#### Text under study:
########

According to the manufacturer’s instruction, cells were collected and washed twice with PBS and then suspended in 500 μL of 1× binding buffer. The cells were stained with 5 μL of Annexin V and 10 μL of PI and then incubated for 20 mins at room temperature in the dark. The stained cells were analyzed by Accuri C6 plus flow cytometry.

In vivo antitumor study

All mouse experiments were approved by the Ethics Committee of Chinese People’s Liberation Army General Hospital. Tumors were established by orthotopic injection of cells (5×106 cells were mixed with PBS in 100 μL) into the right flanks of mice (athymic nude mice, male, 4–5 weeks old). Once the tumor volume reached about 50 mm3, these mice were randomly divided into two groups, with 6 per group. The control group received an intraperitoneal injection of saline solution, and the experimental group received an intraperitoneal injection (once daily) of SNG at a dose of 5 mg/kg. Tumor growth was measured twice weekly, and the volume of the tumors was calculated as Volume = length *× width2/2. At the end of the experiment, the mice were sacrificed, and the tumors, liver, and kidney were resected for use in Western blot and histology analysis. All animals, chosen from Experimental Animal Center of the People’s Liberation Army General Hospital, were handled according to the guidelines of the Institutional Animal Care and Use Committee.

MDA assay

The tumor tissue lysates were centrifuged at 12,000×g for 10 mins at 4°C. The total protein concentrations were determined using the Bradford protein assay. Tumor tissue proteins were normalized and subjected to MDA assay as described in the Lipid Peroxidation MDA assay kit (Beyotime, Shanghai, China). MDA levels were detected using multimode microplate readers at 535 nm.

H&E staining

For histologic analysis, the harvested liver and kidney tissues of mice were fixed overnight and paraffin embedded. The paraffin tumor tissue sections (4 μm) were stained with H&E. Each image of the sections was captured using a light microscope.

Statistical analysis

All data represent at least three independent experiments and are expressed as the mean ± SD. Statistical comparisons were made using one-way ANOVA. P-values <0.05 were considered statistically significant.

########

[Point-localization data]
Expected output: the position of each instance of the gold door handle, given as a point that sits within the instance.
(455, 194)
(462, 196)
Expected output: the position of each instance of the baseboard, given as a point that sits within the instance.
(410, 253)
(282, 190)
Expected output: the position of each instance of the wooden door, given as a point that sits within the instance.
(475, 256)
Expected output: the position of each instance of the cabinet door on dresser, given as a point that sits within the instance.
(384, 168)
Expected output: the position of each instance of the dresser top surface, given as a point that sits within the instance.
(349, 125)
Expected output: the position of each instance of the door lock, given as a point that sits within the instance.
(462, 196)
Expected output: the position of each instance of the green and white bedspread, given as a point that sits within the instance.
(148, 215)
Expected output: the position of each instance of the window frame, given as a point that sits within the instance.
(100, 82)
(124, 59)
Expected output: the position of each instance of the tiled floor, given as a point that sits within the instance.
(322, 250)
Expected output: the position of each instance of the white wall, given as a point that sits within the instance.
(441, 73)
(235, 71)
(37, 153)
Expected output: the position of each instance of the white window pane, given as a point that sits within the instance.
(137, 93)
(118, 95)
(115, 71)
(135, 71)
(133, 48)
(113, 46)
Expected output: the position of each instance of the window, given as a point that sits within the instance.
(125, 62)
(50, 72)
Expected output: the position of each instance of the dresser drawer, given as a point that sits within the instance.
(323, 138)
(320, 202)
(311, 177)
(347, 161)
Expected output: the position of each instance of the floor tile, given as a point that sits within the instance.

########

#### Explore the material:
A: In two sentences, summarize the methods text.
B: Echo the part of the methods text that opens with the words containing "According to the manufacturer’s" and closes with "plus flow cytometry.".
The records stand apart from the text as separate material.

#### Responses per task:
A: Cells were stained with Annexin V and PI and analyzed by flow cytometry, and nude mice with established tumors were divided into a saline control group and a group receiving daily intraperitoneal SNG at 5 mg/kg. Tumor tissue was tested for MDA levels, liver and kidney tissue was stained with H&E, and data from at least three independent experiments were compared using one-way ANOVA.

B:
According to the manufacturer’s instruction, cells were collected and washed twice with PBS and then suspended in 500 μL of 1× binding buffer. The cells were stained with 5 μL of Annexin V and 10 μL of PI and then incubated for 20 mins at room temperature in the dark. The stained cells were analyzed by Accuri C6 plus flow cytometry.